──────── Dataset entries

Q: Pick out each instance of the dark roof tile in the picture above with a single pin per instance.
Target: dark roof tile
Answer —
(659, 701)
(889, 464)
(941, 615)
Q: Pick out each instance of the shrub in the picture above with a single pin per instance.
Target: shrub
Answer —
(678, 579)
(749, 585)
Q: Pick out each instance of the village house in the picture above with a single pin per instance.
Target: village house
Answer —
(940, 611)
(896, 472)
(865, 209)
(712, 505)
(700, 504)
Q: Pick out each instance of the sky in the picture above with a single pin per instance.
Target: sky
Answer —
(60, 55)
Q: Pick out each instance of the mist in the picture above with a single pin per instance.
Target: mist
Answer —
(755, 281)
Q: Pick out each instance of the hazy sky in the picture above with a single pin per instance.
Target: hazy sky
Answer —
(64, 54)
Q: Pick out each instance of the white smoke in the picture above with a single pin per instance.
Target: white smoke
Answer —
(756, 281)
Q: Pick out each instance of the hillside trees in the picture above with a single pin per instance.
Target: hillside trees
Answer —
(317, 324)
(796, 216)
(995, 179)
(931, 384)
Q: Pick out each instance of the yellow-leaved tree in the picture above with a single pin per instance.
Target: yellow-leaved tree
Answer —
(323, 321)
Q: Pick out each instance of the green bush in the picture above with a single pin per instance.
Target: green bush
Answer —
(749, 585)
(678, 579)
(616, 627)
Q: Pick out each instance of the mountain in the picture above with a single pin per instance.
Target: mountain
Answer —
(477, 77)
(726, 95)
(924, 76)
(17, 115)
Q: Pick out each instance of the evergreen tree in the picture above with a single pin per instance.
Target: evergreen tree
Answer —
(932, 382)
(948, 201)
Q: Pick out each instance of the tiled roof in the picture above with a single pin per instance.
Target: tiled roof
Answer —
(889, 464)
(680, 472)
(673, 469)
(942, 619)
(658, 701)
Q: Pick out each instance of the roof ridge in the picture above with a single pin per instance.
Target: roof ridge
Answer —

────────────────

* Task
Convert every line of the material above into a JSON list of strings, with one string per line and no entries for blank lines.

* In response
[
  "Q: Pick out each instance of the dark roof tile in the picture above with a single pin per instance.",
  "Target: dark roof tile",
  "Answer —",
  "(659, 701)",
  "(889, 464)",
  "(941, 615)",
  "Q: Pick out each instance of the shrub in the picture above with a single pin per instance.",
  "Target: shrub",
  "Answer —",
  "(678, 579)",
  "(749, 585)",
  "Q: Pick out each instance of the village house in the picture above with a single pin per instance.",
  "Target: village house",
  "Answer —",
  "(940, 611)",
  "(896, 472)",
  "(865, 209)",
  "(712, 505)",
  "(700, 504)",
  "Q: Pick out each instance of the sky in the picture above with a single pin per instance.",
  "Target: sky",
  "Answer —",
  "(60, 55)",
  "Q: Pick out each instance of the mist in the picture above with a single pin per instance.",
  "Target: mist",
  "Answer —",
  "(755, 281)",
  "Q: Pick out each instance of the hazy sky in the picture above with a single pin per instance.",
  "Target: hazy sky",
  "Answer —",
  "(64, 54)",
  "Q: Pick out each instance of the white smoke in the picture above with a single pin per instance.",
  "Target: white smoke",
  "Answer —",
  "(756, 281)",
  "Q: Pick out each instance of the hillside trees in the picture above with a single pin per instance.",
  "Target: hillside trees",
  "Answer —",
  "(317, 324)",
  "(796, 216)",
  "(995, 179)",
  "(931, 384)",
  "Q: Pick out each instance of the yellow-leaved tree in the picture above with a single pin per instance.",
  "Target: yellow-leaved tree",
  "Answer —",
  "(323, 321)",
  "Q: Pick out each instance of the green bush in the picture above with a single pin per instance.",
  "Target: green bush",
  "Answer —",
  "(749, 585)",
  "(678, 579)",
  "(616, 627)",
  "Q: Pick out each instance of the mountain in the picture above with a single pin per instance.",
  "Target: mountain",
  "Answer —",
  "(477, 77)",
  "(726, 95)",
  "(924, 76)",
  "(17, 115)",
  "Q: Pick out each instance of the evergreen tree in the picture above with a single pin per instance.",
  "Target: evergreen tree",
  "Answer —",
  "(932, 382)",
  "(948, 201)",
  "Q: Pick out each instance of the tiled roof in the picture above with a single pin per instance.",
  "Target: tiled roof",
  "Answer —",
  "(889, 464)",
  "(680, 472)",
  "(673, 469)",
  "(942, 619)",
  "(658, 701)",
  "Q: Pick out each instance of the roof ridge in the picture above with a single pin per instance.",
  "Target: roof ridge",
  "Answer —"
]